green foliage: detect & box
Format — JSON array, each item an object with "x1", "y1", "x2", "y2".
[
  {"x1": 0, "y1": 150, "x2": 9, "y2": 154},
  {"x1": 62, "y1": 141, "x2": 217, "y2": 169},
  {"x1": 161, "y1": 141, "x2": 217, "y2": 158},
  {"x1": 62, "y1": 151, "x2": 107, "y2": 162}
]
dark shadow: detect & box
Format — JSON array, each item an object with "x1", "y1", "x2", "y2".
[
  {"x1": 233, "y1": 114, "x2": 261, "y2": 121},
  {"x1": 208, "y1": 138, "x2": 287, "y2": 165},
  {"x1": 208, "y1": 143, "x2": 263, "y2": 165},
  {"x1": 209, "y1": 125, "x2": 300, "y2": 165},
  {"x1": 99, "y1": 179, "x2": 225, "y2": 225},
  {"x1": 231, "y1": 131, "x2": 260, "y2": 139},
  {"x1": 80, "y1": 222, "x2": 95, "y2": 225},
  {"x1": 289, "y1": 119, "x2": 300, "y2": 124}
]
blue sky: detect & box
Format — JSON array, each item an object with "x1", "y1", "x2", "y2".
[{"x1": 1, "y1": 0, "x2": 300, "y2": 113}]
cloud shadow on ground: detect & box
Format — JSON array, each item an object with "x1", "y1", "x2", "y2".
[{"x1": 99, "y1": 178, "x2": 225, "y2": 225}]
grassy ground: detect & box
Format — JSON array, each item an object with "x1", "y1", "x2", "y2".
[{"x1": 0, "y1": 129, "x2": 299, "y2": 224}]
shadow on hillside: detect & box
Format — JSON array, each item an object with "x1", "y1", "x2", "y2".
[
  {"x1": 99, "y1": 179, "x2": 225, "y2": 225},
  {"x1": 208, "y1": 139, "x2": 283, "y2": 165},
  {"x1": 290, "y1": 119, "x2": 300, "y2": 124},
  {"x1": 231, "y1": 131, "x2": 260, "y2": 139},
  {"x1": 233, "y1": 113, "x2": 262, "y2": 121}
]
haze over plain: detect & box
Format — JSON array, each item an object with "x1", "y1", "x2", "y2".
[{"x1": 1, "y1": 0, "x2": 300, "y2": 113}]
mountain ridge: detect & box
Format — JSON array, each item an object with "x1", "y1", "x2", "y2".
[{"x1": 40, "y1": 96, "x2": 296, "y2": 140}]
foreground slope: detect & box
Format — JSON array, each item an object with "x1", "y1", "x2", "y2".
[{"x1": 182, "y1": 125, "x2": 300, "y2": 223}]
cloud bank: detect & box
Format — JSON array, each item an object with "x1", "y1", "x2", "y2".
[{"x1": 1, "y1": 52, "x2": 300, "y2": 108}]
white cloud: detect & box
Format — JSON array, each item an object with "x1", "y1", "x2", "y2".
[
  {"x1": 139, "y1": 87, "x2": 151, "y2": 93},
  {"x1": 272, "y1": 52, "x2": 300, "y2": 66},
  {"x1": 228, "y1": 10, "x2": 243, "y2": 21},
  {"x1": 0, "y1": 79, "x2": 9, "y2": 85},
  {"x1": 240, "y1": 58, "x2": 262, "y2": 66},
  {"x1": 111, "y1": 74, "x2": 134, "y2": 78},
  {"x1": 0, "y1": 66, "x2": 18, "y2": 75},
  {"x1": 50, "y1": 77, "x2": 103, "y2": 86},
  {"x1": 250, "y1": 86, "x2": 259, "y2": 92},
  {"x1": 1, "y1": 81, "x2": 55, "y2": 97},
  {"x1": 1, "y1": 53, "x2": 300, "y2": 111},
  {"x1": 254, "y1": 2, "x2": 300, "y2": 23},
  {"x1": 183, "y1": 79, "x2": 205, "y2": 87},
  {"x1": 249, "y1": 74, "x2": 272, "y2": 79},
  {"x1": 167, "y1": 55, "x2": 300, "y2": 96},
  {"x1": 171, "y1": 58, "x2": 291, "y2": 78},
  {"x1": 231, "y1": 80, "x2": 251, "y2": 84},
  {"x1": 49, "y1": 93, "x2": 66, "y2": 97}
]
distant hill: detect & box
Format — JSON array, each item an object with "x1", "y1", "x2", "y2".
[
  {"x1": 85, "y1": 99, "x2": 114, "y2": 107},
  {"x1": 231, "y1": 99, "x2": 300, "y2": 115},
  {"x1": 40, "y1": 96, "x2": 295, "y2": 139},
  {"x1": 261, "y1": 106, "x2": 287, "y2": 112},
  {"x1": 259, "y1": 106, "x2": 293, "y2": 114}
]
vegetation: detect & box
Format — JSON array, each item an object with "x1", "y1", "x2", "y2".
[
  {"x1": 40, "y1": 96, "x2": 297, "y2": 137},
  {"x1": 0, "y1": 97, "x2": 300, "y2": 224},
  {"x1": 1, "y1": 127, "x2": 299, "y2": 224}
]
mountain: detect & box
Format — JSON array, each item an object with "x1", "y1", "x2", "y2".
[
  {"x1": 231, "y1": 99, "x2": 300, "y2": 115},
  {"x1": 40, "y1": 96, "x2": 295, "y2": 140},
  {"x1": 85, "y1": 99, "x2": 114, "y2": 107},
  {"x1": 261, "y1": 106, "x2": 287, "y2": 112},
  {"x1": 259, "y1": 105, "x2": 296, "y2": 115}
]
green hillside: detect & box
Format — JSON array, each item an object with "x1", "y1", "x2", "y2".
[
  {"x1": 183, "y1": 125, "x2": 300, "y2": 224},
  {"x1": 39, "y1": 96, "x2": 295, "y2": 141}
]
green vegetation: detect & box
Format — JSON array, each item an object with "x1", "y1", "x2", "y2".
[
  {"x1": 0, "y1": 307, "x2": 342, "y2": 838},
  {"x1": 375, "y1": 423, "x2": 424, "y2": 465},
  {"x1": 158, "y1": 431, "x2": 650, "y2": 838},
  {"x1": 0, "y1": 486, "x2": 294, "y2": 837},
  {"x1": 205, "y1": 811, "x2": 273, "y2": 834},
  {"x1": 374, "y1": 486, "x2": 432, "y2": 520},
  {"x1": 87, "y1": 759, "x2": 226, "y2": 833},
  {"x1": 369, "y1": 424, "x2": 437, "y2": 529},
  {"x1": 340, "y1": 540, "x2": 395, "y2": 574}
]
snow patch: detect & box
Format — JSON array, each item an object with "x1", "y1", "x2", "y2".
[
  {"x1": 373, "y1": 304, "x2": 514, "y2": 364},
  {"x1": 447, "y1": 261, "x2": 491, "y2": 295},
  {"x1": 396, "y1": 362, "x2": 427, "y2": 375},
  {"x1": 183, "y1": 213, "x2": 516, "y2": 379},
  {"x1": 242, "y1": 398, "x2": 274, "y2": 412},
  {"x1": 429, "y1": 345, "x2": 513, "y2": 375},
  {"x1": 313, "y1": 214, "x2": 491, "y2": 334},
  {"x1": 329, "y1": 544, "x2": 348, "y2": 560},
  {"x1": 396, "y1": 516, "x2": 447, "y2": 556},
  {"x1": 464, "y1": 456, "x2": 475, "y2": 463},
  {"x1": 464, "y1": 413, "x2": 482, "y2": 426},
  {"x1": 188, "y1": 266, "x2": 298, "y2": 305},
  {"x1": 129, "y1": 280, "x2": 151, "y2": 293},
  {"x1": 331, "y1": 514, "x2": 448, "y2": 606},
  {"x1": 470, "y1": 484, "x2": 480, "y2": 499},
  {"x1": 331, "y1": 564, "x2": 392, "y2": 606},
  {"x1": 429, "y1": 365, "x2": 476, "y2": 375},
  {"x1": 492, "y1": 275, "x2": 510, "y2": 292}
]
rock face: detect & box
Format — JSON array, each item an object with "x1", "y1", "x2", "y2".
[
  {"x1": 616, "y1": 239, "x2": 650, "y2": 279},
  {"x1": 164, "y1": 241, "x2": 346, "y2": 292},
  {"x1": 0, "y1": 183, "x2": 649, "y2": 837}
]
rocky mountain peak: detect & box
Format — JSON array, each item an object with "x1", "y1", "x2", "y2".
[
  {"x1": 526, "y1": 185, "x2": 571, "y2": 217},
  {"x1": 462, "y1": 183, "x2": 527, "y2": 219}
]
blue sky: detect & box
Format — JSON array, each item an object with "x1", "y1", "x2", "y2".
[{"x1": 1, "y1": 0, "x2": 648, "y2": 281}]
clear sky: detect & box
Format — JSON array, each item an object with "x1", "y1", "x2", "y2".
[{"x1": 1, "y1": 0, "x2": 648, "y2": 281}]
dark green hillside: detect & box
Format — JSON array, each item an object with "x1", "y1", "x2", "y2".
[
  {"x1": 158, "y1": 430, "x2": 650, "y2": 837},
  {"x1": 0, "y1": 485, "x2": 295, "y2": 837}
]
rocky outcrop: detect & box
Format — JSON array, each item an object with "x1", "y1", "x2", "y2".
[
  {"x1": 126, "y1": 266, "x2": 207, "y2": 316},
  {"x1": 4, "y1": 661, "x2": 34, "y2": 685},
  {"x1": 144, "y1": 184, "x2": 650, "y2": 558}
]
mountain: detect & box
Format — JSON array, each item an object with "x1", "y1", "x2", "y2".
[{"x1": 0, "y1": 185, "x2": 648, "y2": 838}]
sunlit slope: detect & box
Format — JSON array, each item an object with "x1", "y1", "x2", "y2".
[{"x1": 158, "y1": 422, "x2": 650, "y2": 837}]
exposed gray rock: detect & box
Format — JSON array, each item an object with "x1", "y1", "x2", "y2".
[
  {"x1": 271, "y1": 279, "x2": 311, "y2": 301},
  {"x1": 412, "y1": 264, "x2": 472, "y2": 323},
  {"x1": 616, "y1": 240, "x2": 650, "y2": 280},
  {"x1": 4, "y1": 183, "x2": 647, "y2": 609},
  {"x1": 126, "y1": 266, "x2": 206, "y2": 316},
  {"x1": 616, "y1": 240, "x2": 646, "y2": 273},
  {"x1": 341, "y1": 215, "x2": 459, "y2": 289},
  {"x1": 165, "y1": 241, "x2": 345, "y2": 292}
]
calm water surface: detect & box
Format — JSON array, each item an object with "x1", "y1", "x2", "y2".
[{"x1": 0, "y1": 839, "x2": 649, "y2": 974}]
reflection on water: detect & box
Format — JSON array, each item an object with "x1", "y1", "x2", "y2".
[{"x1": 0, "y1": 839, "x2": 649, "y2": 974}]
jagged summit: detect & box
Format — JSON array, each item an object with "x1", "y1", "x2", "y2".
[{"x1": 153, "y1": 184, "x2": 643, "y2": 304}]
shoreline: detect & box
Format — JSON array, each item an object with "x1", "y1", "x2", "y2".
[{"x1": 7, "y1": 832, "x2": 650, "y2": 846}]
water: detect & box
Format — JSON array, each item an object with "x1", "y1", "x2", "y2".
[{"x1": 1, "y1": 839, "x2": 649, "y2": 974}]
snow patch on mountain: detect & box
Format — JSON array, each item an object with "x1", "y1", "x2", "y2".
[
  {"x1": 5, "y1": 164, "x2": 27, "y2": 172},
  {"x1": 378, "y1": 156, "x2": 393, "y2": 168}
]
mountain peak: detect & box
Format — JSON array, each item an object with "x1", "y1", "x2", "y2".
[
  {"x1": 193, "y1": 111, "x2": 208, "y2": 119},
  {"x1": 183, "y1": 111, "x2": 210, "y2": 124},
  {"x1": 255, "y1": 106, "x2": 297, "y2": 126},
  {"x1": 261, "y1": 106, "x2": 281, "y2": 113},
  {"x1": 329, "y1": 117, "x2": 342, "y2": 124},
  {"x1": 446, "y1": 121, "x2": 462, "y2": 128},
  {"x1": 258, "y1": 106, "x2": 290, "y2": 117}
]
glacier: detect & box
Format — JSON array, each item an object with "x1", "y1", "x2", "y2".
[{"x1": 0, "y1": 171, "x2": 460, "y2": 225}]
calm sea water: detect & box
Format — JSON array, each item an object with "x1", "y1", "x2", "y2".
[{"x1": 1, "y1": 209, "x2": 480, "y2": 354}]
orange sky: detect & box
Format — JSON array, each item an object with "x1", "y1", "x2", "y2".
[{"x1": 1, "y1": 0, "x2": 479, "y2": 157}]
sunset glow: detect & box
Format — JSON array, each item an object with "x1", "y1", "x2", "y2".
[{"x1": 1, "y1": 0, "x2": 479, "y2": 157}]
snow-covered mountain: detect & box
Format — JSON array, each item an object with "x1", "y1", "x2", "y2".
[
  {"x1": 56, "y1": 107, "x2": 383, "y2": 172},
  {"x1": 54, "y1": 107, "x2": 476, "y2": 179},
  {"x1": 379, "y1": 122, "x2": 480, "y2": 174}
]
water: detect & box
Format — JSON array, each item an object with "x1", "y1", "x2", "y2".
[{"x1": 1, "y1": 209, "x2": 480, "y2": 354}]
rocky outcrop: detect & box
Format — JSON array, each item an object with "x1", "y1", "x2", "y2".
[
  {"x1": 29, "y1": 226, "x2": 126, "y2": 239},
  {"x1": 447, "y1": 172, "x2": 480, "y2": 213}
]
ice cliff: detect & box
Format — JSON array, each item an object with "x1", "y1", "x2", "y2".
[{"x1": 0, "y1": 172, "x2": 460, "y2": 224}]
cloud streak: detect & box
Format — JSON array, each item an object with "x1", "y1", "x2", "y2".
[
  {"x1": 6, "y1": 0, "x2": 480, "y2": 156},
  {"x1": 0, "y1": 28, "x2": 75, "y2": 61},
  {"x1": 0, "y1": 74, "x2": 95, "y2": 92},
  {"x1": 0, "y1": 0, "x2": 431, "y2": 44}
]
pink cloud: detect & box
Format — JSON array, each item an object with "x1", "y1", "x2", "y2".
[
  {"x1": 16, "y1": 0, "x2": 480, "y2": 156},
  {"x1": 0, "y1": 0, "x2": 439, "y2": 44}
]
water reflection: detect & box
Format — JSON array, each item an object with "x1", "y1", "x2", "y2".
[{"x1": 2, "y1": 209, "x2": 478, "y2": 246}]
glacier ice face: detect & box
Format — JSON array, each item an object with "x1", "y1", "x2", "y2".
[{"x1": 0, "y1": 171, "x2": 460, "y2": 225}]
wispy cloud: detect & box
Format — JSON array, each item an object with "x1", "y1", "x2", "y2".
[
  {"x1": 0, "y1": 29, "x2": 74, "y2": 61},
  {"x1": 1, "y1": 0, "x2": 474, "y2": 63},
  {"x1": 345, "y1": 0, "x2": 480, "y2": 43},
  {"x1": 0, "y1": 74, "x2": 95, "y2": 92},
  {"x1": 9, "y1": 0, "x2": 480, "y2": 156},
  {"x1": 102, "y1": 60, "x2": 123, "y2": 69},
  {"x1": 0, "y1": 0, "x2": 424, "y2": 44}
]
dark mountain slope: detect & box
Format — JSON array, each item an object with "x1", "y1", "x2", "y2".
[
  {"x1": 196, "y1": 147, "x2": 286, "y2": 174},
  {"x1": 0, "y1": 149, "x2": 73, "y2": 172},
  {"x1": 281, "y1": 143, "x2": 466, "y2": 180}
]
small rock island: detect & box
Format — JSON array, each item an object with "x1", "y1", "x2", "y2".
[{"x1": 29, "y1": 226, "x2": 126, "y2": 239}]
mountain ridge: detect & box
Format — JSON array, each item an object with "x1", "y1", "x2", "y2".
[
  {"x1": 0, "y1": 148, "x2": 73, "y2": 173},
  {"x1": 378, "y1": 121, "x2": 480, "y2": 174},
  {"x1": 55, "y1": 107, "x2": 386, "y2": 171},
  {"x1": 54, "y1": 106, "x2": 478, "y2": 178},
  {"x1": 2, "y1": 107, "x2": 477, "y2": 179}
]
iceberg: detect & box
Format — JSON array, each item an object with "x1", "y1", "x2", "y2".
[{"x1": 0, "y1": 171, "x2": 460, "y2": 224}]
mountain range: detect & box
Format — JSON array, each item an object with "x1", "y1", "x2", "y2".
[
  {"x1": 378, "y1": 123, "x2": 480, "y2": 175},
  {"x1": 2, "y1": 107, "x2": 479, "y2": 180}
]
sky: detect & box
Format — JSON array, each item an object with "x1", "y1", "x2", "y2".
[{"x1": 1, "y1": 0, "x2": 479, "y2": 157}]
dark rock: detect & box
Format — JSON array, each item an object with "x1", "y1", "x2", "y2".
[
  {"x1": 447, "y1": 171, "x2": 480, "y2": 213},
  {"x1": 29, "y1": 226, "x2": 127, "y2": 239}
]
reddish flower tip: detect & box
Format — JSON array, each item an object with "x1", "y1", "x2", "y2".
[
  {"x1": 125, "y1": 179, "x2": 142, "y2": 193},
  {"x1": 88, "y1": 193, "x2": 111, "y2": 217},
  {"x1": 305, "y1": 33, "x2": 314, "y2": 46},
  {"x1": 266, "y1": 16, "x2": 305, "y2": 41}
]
**********
What you have to do
What you return should be exactly the lines above, starting at the one with "glacier: detect & box" and ending at the one with "wispy cloud: detect & box", and nothing else.

Exercise response
glacier: detect & box
Format — JSON array, each item an object with "x1", "y1", "x2", "y2".
[{"x1": 0, "y1": 171, "x2": 460, "y2": 225}]
calm sea water: detect & box
Format — JSON array, each item an object with "x1", "y1", "x2", "y2".
[{"x1": 1, "y1": 209, "x2": 480, "y2": 354}]
orange sky: detect & box
Format — JSON array, each item an object with "x1", "y1", "x2", "y2".
[{"x1": 1, "y1": 0, "x2": 479, "y2": 157}]
sunset glow: detect & box
Format — JSON array, each item an object with "x1", "y1", "x2", "y2".
[{"x1": 1, "y1": 0, "x2": 479, "y2": 157}]
snow-covered mountain: detect & box
Format — JSON array, each item an object with "x1", "y1", "x2", "y2".
[
  {"x1": 56, "y1": 107, "x2": 383, "y2": 172},
  {"x1": 54, "y1": 107, "x2": 476, "y2": 179},
  {"x1": 379, "y1": 122, "x2": 480, "y2": 174}
]
water: detect & box
Format — JSON array, each item an object with "x1", "y1", "x2", "y2".
[{"x1": 1, "y1": 209, "x2": 480, "y2": 354}]
rocky outcrop: detect & box
Format — JSON array, each item an object with "x1", "y1", "x2", "y2".
[
  {"x1": 29, "y1": 226, "x2": 126, "y2": 239},
  {"x1": 447, "y1": 172, "x2": 480, "y2": 213}
]
ice cliff: detect & box
Format — JSON array, each item an object with "x1", "y1", "x2", "y2".
[{"x1": 0, "y1": 172, "x2": 460, "y2": 224}]
cloud streak: detect & box
Format — JSON array, each item an object with "x1", "y1", "x2", "y2".
[
  {"x1": 6, "y1": 0, "x2": 480, "y2": 156},
  {"x1": 0, "y1": 28, "x2": 75, "y2": 61},
  {"x1": 0, "y1": 74, "x2": 95, "y2": 92},
  {"x1": 0, "y1": 0, "x2": 431, "y2": 44}
]
pink cloud: detect & box
Format — JSON array, each item an object with "x1", "y1", "x2", "y2".
[
  {"x1": 16, "y1": 0, "x2": 480, "y2": 156},
  {"x1": 0, "y1": 0, "x2": 439, "y2": 44}
]
water reflection: detect & box
Format — JSON array, each item an object with "x1", "y1", "x2", "y2".
[{"x1": 2, "y1": 209, "x2": 478, "y2": 246}]
glacier ice face: detect & box
Format — JSON array, each item an object with "x1", "y1", "x2", "y2".
[{"x1": 0, "y1": 171, "x2": 460, "y2": 225}]
wispy cloud: detect & box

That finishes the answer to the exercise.